What needs to be done
Switch "keypoint" to "reference point" everywhere in the material below, and write the material out again with nothing else changed.
--------
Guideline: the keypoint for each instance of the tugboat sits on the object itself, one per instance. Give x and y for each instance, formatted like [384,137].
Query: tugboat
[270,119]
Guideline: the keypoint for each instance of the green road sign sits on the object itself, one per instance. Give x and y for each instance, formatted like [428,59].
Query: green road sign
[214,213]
--------
Task solution
Guideline: the reference point for each instance of the tugboat sits on the object itself, one per instance. Give x and y for each instance, formatted like [384,137].
Query: tugboat
[270,119]
Guideline: the reference point for each instance of the green road sign sits on the object itself, one per instance. Give x and y for each instance, formatted like [428,59].
Query: green road sign
[214,213]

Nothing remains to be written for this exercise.